*Collected data entries*.
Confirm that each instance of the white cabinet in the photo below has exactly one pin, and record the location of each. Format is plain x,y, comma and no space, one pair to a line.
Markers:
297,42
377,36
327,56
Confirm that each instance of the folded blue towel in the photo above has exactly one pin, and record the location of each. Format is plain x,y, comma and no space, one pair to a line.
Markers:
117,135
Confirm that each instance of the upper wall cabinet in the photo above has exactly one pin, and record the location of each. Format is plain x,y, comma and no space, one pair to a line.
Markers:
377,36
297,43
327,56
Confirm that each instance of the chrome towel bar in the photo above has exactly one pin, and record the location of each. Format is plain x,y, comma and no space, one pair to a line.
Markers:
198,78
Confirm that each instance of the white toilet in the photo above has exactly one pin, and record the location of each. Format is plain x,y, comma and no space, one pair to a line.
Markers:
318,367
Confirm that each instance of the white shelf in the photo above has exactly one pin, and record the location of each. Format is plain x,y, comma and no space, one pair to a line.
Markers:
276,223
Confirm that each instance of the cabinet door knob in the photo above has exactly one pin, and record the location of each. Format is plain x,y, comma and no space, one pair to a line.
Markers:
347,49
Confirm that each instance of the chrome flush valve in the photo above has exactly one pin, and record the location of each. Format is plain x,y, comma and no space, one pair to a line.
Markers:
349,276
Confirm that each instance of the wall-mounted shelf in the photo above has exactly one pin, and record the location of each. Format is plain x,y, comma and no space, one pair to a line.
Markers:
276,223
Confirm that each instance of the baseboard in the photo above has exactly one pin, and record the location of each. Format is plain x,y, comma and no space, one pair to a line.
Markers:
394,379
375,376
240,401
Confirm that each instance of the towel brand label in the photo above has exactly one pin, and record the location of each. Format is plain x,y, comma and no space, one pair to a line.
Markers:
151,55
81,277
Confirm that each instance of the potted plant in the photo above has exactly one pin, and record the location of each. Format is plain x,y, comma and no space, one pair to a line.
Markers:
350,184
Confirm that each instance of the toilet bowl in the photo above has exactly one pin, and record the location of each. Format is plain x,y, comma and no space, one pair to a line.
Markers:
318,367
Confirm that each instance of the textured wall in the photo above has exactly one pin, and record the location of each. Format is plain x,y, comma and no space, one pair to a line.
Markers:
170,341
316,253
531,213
---
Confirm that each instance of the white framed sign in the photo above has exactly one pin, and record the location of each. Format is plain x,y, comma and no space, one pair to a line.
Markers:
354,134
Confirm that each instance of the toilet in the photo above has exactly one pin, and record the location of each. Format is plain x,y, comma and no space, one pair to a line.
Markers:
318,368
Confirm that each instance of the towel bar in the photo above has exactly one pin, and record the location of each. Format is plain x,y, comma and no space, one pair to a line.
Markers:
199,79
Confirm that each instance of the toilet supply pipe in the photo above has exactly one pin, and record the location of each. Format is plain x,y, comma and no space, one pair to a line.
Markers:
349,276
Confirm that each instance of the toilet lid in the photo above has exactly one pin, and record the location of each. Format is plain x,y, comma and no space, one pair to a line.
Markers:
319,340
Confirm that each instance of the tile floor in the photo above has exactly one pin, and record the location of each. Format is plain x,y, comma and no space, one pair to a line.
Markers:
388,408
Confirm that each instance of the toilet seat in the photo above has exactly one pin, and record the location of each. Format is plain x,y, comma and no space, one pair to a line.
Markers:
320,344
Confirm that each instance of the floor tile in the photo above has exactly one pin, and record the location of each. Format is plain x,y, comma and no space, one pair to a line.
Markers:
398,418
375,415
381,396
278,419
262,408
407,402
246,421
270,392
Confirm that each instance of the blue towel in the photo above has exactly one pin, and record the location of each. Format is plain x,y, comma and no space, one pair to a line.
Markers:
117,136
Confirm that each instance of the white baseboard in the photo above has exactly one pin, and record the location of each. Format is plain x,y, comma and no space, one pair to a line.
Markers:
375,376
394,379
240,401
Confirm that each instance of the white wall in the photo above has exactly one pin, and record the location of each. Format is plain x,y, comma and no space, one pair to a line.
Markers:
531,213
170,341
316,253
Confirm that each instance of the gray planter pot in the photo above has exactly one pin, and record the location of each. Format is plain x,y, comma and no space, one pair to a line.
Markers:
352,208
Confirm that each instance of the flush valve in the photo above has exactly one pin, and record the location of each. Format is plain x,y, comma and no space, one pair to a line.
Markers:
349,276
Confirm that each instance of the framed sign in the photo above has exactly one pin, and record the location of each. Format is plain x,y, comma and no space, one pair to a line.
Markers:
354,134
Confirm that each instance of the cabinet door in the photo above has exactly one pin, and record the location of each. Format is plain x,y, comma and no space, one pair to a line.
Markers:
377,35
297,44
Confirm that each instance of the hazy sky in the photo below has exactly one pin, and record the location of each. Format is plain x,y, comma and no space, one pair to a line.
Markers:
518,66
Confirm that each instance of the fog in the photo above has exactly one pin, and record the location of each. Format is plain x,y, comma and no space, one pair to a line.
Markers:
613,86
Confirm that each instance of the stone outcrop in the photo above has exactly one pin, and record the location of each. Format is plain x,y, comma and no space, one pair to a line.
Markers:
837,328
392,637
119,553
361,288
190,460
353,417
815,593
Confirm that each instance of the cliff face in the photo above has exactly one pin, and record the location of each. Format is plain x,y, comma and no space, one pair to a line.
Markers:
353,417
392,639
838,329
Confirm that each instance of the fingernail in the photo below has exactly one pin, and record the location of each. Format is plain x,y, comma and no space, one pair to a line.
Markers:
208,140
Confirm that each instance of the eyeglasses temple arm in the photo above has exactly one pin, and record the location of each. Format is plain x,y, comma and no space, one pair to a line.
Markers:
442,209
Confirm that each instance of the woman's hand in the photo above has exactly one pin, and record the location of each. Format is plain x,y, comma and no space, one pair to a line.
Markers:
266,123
* * *
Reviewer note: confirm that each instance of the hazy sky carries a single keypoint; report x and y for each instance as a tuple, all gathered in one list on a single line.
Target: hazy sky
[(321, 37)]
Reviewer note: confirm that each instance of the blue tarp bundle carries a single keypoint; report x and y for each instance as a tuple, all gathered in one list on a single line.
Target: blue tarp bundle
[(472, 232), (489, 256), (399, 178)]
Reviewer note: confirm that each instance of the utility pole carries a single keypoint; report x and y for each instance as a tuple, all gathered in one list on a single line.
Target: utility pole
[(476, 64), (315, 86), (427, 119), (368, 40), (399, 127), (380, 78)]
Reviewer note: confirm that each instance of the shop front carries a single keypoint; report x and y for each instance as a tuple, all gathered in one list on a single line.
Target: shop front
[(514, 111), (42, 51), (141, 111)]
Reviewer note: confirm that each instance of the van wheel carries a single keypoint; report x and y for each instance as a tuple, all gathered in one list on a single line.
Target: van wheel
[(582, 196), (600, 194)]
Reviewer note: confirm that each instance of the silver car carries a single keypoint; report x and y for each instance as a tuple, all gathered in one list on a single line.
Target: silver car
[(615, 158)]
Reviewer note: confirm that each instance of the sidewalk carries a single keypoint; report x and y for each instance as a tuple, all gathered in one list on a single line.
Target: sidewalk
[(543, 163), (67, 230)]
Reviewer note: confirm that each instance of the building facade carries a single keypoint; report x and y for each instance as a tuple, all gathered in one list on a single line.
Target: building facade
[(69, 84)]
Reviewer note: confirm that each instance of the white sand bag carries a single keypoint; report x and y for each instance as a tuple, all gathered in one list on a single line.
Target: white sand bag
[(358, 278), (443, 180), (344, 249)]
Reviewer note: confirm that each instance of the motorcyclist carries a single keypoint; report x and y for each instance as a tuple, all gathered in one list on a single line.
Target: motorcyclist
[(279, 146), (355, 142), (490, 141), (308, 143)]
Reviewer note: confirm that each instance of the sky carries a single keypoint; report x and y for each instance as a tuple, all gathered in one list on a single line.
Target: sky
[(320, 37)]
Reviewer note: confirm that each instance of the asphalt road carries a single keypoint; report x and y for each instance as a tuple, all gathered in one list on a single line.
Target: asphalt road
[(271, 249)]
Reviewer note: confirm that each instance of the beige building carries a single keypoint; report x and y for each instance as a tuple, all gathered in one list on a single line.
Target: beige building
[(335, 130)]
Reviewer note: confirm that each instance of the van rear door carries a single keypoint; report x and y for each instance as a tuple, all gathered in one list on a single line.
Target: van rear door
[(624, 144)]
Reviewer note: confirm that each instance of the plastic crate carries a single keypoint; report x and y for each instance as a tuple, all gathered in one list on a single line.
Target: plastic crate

*Task item*. Using the records above, filter out every line that lacks the string "shelf" and copy the rest.

*Exercise solution*.
Confirm that each instance of the white shelf in the photo above has exactly one pin, and record the location of each. Format is plain x,y, comma and no space, one pair to a line.
Confirm that each instance of the wall-mounted shelf in the photo above has exactly one pin, and record the location of each. Format is plain x,y, comma and no space, one pair to a line.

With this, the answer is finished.